▶ _EXERCISE DETAILS_:
Once you find the line with "Scan for rear windshield." in the data below, transcribe exactly each line from there to the line with "Scan for navy blue", inclusive, and nothing else. Drop the pictures.

::::::::

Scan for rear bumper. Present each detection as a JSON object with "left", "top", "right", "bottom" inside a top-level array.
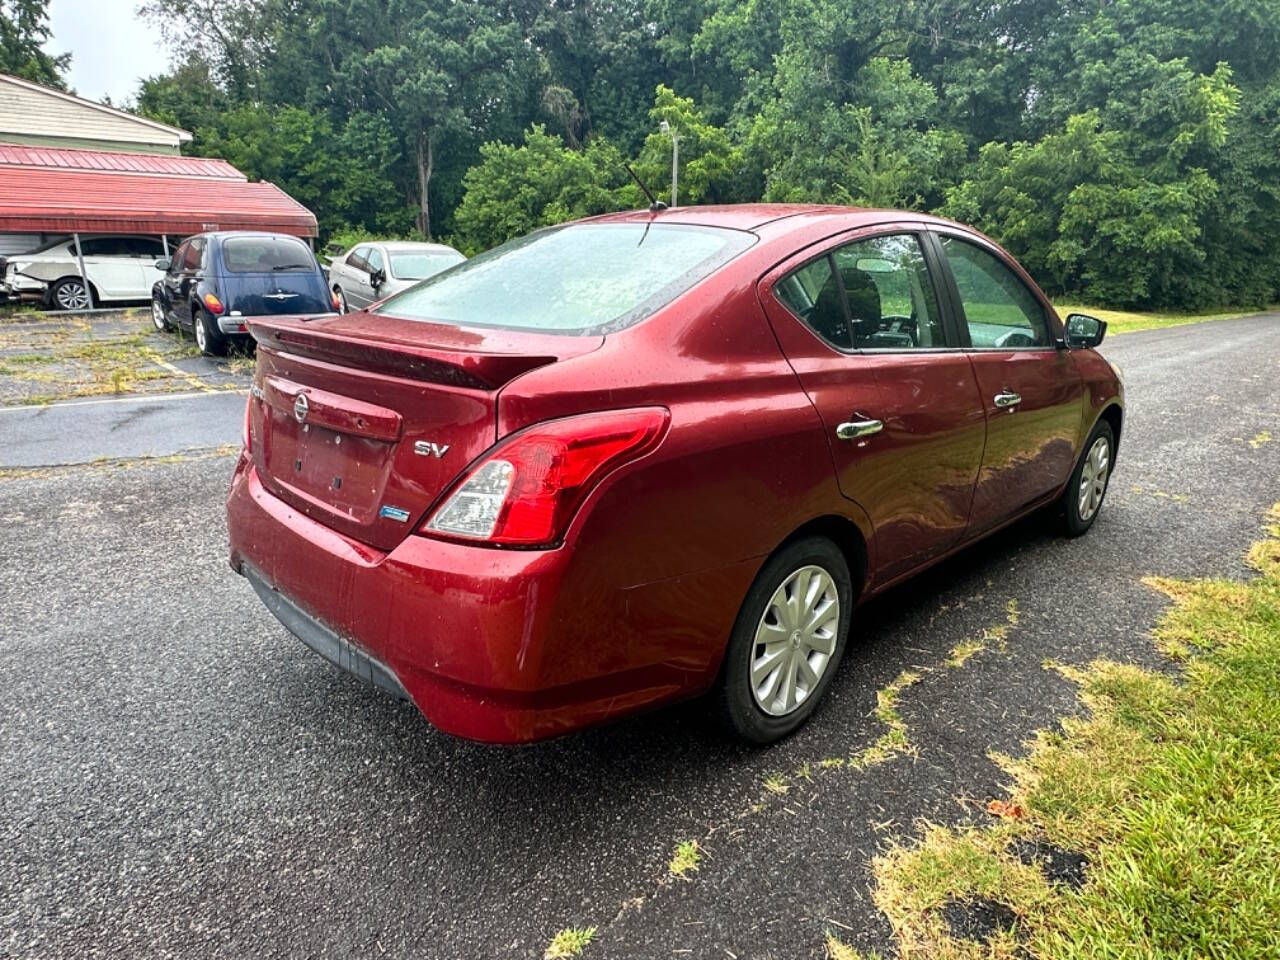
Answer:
[
  {"left": 220, "top": 311, "right": 338, "bottom": 334},
  {"left": 242, "top": 561, "right": 409, "bottom": 701},
  {"left": 226, "top": 455, "right": 722, "bottom": 742}
]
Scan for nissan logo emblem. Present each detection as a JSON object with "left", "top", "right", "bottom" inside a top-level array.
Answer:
[{"left": 293, "top": 393, "right": 309, "bottom": 423}]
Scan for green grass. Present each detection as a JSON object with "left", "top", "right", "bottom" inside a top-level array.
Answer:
[
  {"left": 1053, "top": 303, "right": 1273, "bottom": 336},
  {"left": 865, "top": 503, "right": 1280, "bottom": 960},
  {"left": 544, "top": 926, "right": 596, "bottom": 958},
  {"left": 668, "top": 839, "right": 702, "bottom": 878}
]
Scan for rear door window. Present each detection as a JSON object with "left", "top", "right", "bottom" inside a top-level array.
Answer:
[
  {"left": 223, "top": 236, "right": 314, "bottom": 273},
  {"left": 375, "top": 223, "right": 754, "bottom": 334},
  {"left": 79, "top": 238, "right": 132, "bottom": 256},
  {"left": 774, "top": 233, "right": 945, "bottom": 350}
]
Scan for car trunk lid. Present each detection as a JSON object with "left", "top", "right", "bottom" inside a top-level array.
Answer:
[{"left": 247, "top": 312, "right": 602, "bottom": 550}]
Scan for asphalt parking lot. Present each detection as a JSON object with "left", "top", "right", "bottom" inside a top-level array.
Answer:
[{"left": 2, "top": 314, "right": 1277, "bottom": 959}]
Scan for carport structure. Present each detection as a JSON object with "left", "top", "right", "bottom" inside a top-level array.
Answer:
[{"left": 0, "top": 144, "right": 317, "bottom": 308}]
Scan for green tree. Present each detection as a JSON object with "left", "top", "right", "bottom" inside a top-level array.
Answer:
[
  {"left": 631, "top": 85, "right": 749, "bottom": 206},
  {"left": 752, "top": 57, "right": 963, "bottom": 208},
  {"left": 452, "top": 125, "right": 629, "bottom": 253},
  {"left": 0, "top": 0, "right": 68, "bottom": 87}
]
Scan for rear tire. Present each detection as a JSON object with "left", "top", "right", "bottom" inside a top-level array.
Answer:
[
  {"left": 192, "top": 305, "right": 227, "bottom": 356},
  {"left": 1060, "top": 421, "right": 1115, "bottom": 536},
  {"left": 334, "top": 285, "right": 348, "bottom": 313},
  {"left": 51, "top": 277, "right": 93, "bottom": 311},
  {"left": 715, "top": 537, "right": 853, "bottom": 744}
]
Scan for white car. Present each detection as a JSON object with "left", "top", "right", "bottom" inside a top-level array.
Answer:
[
  {"left": 2, "top": 235, "right": 169, "bottom": 310},
  {"left": 326, "top": 240, "right": 465, "bottom": 312}
]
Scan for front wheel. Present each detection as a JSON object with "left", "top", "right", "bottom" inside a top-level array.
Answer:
[
  {"left": 715, "top": 537, "right": 853, "bottom": 744},
  {"left": 1060, "top": 421, "right": 1115, "bottom": 536},
  {"left": 151, "top": 294, "right": 171, "bottom": 332}
]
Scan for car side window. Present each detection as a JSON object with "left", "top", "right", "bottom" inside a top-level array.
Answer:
[
  {"left": 348, "top": 246, "right": 370, "bottom": 273},
  {"left": 366, "top": 247, "right": 384, "bottom": 274},
  {"left": 775, "top": 256, "right": 849, "bottom": 348},
  {"left": 774, "top": 233, "right": 944, "bottom": 350},
  {"left": 831, "top": 234, "right": 943, "bottom": 349},
  {"left": 169, "top": 242, "right": 190, "bottom": 273},
  {"left": 80, "top": 238, "right": 131, "bottom": 256},
  {"left": 182, "top": 239, "right": 204, "bottom": 272},
  {"left": 939, "top": 235, "right": 1050, "bottom": 349},
  {"left": 125, "top": 238, "right": 165, "bottom": 257}
]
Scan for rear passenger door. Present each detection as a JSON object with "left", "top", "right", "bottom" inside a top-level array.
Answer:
[
  {"left": 344, "top": 246, "right": 374, "bottom": 307},
  {"left": 78, "top": 237, "right": 140, "bottom": 299},
  {"left": 929, "top": 230, "right": 1084, "bottom": 534},
  {"left": 760, "top": 227, "right": 988, "bottom": 583}
]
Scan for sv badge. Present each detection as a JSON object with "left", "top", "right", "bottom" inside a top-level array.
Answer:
[{"left": 414, "top": 440, "right": 450, "bottom": 459}]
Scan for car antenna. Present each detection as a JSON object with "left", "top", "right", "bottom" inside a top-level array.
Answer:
[{"left": 624, "top": 162, "right": 667, "bottom": 213}]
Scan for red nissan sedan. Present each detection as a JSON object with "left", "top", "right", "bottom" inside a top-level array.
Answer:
[{"left": 226, "top": 205, "right": 1123, "bottom": 744}]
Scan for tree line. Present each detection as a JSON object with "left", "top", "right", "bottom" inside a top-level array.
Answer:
[{"left": 6, "top": 0, "right": 1280, "bottom": 309}]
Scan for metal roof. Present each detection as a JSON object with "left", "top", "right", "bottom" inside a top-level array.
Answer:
[
  {"left": 0, "top": 144, "right": 245, "bottom": 179},
  {"left": 0, "top": 148, "right": 316, "bottom": 237}
]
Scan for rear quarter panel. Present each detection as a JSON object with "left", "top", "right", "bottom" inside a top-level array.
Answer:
[{"left": 494, "top": 259, "right": 871, "bottom": 694}]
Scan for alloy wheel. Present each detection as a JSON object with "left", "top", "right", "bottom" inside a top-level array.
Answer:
[
  {"left": 1077, "top": 436, "right": 1111, "bottom": 521},
  {"left": 55, "top": 280, "right": 91, "bottom": 311},
  {"left": 151, "top": 298, "right": 167, "bottom": 331},
  {"left": 194, "top": 311, "right": 208, "bottom": 352},
  {"left": 750, "top": 564, "right": 840, "bottom": 716}
]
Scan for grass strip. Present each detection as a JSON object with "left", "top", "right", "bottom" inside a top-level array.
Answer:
[{"left": 857, "top": 503, "right": 1280, "bottom": 959}]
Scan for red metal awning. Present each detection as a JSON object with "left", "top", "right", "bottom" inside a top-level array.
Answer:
[{"left": 0, "top": 145, "right": 317, "bottom": 237}]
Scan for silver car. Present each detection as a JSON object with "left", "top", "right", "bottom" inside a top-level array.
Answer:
[{"left": 327, "top": 240, "right": 466, "bottom": 312}]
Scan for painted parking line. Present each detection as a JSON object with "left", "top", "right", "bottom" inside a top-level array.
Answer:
[{"left": 0, "top": 389, "right": 245, "bottom": 414}]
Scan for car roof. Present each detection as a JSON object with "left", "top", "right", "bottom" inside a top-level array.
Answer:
[
  {"left": 357, "top": 240, "right": 462, "bottom": 254},
  {"left": 202, "top": 231, "right": 311, "bottom": 241},
  {"left": 581, "top": 203, "right": 957, "bottom": 235}
]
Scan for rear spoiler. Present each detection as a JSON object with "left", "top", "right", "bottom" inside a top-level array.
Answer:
[{"left": 248, "top": 316, "right": 559, "bottom": 391}]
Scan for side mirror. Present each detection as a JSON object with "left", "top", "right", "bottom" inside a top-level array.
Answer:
[
  {"left": 155, "top": 258, "right": 171, "bottom": 272},
  {"left": 1065, "top": 312, "right": 1106, "bottom": 349},
  {"left": 370, "top": 268, "right": 385, "bottom": 288}
]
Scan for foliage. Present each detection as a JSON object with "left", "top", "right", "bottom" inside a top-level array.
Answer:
[
  {"left": 451, "top": 126, "right": 629, "bottom": 255},
  {"left": 866, "top": 504, "right": 1280, "bottom": 959},
  {"left": 0, "top": 0, "right": 67, "bottom": 87},
  {"left": 125, "top": 0, "right": 1280, "bottom": 308}
]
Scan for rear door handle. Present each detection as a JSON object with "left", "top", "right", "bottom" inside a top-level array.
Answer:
[
  {"left": 993, "top": 392, "right": 1022, "bottom": 408},
  {"left": 836, "top": 418, "right": 884, "bottom": 440}
]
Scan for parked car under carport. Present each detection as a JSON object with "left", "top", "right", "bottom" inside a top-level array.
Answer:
[{"left": 0, "top": 144, "right": 318, "bottom": 310}]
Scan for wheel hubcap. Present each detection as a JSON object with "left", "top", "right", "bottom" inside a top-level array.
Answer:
[
  {"left": 57, "top": 282, "right": 90, "bottom": 310},
  {"left": 1077, "top": 436, "right": 1111, "bottom": 521},
  {"left": 751, "top": 564, "right": 840, "bottom": 717},
  {"left": 151, "top": 300, "right": 165, "bottom": 329},
  {"left": 195, "top": 315, "right": 207, "bottom": 350}
]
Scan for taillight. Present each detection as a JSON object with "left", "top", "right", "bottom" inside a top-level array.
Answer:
[
  {"left": 242, "top": 395, "right": 252, "bottom": 454},
  {"left": 421, "top": 408, "right": 669, "bottom": 547},
  {"left": 203, "top": 292, "right": 225, "bottom": 315},
  {"left": 331, "top": 290, "right": 342, "bottom": 311}
]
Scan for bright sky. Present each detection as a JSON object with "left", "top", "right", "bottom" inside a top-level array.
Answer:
[{"left": 42, "top": 0, "right": 170, "bottom": 106}]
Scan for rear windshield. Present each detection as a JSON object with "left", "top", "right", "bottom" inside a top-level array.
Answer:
[
  {"left": 374, "top": 222, "right": 755, "bottom": 334},
  {"left": 223, "top": 236, "right": 316, "bottom": 273},
  {"left": 389, "top": 250, "right": 465, "bottom": 280}
]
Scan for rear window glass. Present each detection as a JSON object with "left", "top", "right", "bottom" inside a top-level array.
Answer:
[
  {"left": 223, "top": 236, "right": 315, "bottom": 273},
  {"left": 389, "top": 251, "right": 465, "bottom": 280},
  {"left": 374, "top": 223, "right": 755, "bottom": 334}
]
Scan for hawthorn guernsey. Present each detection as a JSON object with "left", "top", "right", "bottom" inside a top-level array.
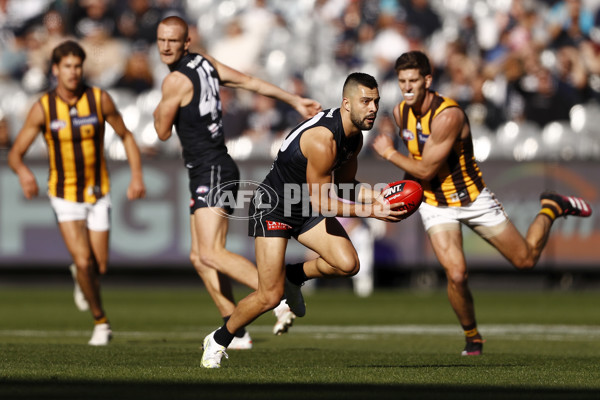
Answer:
[{"left": 382, "top": 180, "right": 423, "bottom": 220}]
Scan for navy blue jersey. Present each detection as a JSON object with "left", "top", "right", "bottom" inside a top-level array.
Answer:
[
  {"left": 170, "top": 53, "right": 227, "bottom": 169},
  {"left": 263, "top": 108, "right": 361, "bottom": 213}
]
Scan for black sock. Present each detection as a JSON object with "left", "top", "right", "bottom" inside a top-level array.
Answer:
[
  {"left": 222, "top": 316, "right": 246, "bottom": 338},
  {"left": 286, "top": 262, "right": 308, "bottom": 286},
  {"left": 213, "top": 324, "right": 235, "bottom": 347}
]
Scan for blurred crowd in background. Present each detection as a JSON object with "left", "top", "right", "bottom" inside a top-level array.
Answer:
[{"left": 2, "top": 0, "right": 600, "bottom": 163}]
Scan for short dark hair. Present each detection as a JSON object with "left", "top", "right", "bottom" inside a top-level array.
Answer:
[
  {"left": 343, "top": 72, "right": 378, "bottom": 96},
  {"left": 394, "top": 51, "right": 432, "bottom": 77},
  {"left": 51, "top": 40, "right": 86, "bottom": 66}
]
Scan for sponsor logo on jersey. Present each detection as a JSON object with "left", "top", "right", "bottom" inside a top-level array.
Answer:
[
  {"left": 72, "top": 115, "right": 99, "bottom": 127},
  {"left": 196, "top": 185, "right": 210, "bottom": 194},
  {"left": 266, "top": 221, "right": 292, "bottom": 231},
  {"left": 50, "top": 119, "right": 67, "bottom": 132},
  {"left": 402, "top": 129, "right": 414, "bottom": 141}
]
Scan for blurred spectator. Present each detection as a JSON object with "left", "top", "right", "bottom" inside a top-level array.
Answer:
[
  {"left": 116, "top": 0, "right": 161, "bottom": 47},
  {"left": 503, "top": 0, "right": 549, "bottom": 56},
  {"left": 0, "top": 31, "right": 28, "bottom": 79},
  {"left": 466, "top": 75, "right": 505, "bottom": 131},
  {"left": 438, "top": 51, "right": 477, "bottom": 110},
  {"left": 208, "top": 17, "right": 262, "bottom": 74},
  {"left": 243, "top": 94, "right": 284, "bottom": 143},
  {"left": 401, "top": 0, "right": 442, "bottom": 42},
  {"left": 239, "top": 0, "right": 277, "bottom": 42},
  {"left": 115, "top": 49, "right": 154, "bottom": 94},
  {"left": 70, "top": 0, "right": 118, "bottom": 38},
  {"left": 26, "top": 10, "right": 71, "bottom": 86},
  {"left": 333, "top": 1, "right": 379, "bottom": 70},
  {"left": 555, "top": 45, "right": 589, "bottom": 100},
  {"left": 221, "top": 87, "right": 250, "bottom": 140},
  {"left": 276, "top": 74, "right": 313, "bottom": 130},
  {"left": 79, "top": 24, "right": 127, "bottom": 87},
  {"left": 0, "top": 0, "right": 52, "bottom": 36},
  {"left": 519, "top": 65, "right": 576, "bottom": 127},
  {"left": 371, "top": 12, "right": 410, "bottom": 80},
  {"left": 546, "top": 0, "right": 594, "bottom": 48}
]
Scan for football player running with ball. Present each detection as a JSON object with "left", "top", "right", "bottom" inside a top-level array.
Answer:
[
  {"left": 372, "top": 51, "right": 592, "bottom": 356},
  {"left": 201, "top": 73, "right": 406, "bottom": 368}
]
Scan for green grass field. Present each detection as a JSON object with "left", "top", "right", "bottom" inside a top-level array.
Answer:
[{"left": 1, "top": 283, "right": 599, "bottom": 399}]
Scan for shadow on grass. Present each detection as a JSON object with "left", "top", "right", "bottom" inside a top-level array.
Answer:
[{"left": 1, "top": 380, "right": 599, "bottom": 400}]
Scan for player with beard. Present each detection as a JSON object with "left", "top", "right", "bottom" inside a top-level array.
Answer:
[{"left": 201, "top": 72, "right": 406, "bottom": 368}]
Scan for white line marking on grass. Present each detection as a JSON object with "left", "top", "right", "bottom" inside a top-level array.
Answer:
[{"left": 1, "top": 325, "right": 600, "bottom": 341}]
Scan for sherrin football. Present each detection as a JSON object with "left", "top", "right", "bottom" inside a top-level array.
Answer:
[{"left": 382, "top": 180, "right": 423, "bottom": 220}]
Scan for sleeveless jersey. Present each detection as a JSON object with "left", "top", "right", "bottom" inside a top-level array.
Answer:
[
  {"left": 265, "top": 108, "right": 361, "bottom": 207},
  {"left": 399, "top": 91, "right": 485, "bottom": 207},
  {"left": 171, "top": 53, "right": 227, "bottom": 169},
  {"left": 40, "top": 86, "right": 109, "bottom": 204}
]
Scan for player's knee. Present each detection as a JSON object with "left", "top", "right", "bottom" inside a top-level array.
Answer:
[
  {"left": 336, "top": 255, "right": 360, "bottom": 277},
  {"left": 198, "top": 251, "right": 220, "bottom": 270},
  {"left": 446, "top": 270, "right": 468, "bottom": 287},
  {"left": 190, "top": 248, "right": 218, "bottom": 270},
  {"left": 72, "top": 257, "right": 93, "bottom": 273},
  {"left": 257, "top": 290, "right": 283, "bottom": 311},
  {"left": 189, "top": 251, "right": 200, "bottom": 267},
  {"left": 512, "top": 257, "right": 536, "bottom": 270}
]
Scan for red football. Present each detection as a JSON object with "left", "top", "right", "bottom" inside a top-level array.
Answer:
[{"left": 382, "top": 180, "right": 423, "bottom": 220}]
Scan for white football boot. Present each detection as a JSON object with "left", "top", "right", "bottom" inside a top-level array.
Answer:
[
  {"left": 201, "top": 330, "right": 229, "bottom": 368},
  {"left": 88, "top": 323, "right": 112, "bottom": 346},
  {"left": 228, "top": 331, "right": 253, "bottom": 350},
  {"left": 272, "top": 300, "right": 296, "bottom": 335}
]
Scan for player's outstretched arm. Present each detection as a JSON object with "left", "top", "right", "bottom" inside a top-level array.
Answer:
[
  {"left": 207, "top": 53, "right": 322, "bottom": 119},
  {"left": 8, "top": 102, "right": 45, "bottom": 199}
]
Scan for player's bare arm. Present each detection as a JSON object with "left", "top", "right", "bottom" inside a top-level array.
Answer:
[
  {"left": 207, "top": 54, "right": 322, "bottom": 119},
  {"left": 101, "top": 91, "right": 146, "bottom": 200},
  {"left": 373, "top": 107, "right": 464, "bottom": 180},
  {"left": 153, "top": 72, "right": 193, "bottom": 140},
  {"left": 331, "top": 138, "right": 385, "bottom": 205},
  {"left": 7, "top": 102, "right": 45, "bottom": 199},
  {"left": 304, "top": 128, "right": 404, "bottom": 221}
]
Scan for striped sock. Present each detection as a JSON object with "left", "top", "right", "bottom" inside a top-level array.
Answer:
[
  {"left": 462, "top": 323, "right": 480, "bottom": 340},
  {"left": 539, "top": 203, "right": 561, "bottom": 221}
]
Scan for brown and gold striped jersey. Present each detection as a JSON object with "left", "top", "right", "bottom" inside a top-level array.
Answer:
[
  {"left": 40, "top": 86, "right": 109, "bottom": 204},
  {"left": 398, "top": 91, "right": 485, "bottom": 207}
]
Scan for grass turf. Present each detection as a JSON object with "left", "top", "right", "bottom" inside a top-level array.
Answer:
[{"left": 0, "top": 285, "right": 599, "bottom": 399}]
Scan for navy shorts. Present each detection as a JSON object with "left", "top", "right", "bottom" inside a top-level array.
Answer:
[
  {"left": 188, "top": 156, "right": 240, "bottom": 215},
  {"left": 247, "top": 184, "right": 323, "bottom": 239}
]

::::::::

▶ _ANSWER SECTION_:
Scan for rear windshield. Present each detection as a JSON object with "left", "top", "right", "bottom" inside a top-level array.
Answer:
[
  {"left": 374, "top": 222, "right": 755, "bottom": 334},
  {"left": 223, "top": 236, "right": 316, "bottom": 273},
  {"left": 389, "top": 250, "right": 465, "bottom": 280}
]
Scan for rear window glass. Present each detection as a JSON object with "left", "top", "right", "bottom" inside a top-level array.
Answer:
[
  {"left": 223, "top": 236, "right": 315, "bottom": 273},
  {"left": 389, "top": 251, "right": 465, "bottom": 280},
  {"left": 374, "top": 223, "right": 755, "bottom": 334}
]
Scan for hawthorn guernsey. Present each detection as a JSON object with "left", "top", "right", "bottom" inside a top-level array.
Answer:
[{"left": 382, "top": 180, "right": 423, "bottom": 220}]
Scan for navy blue jersey. Present each detection as a JSON object with "left", "top", "right", "bottom" inside a top-level array.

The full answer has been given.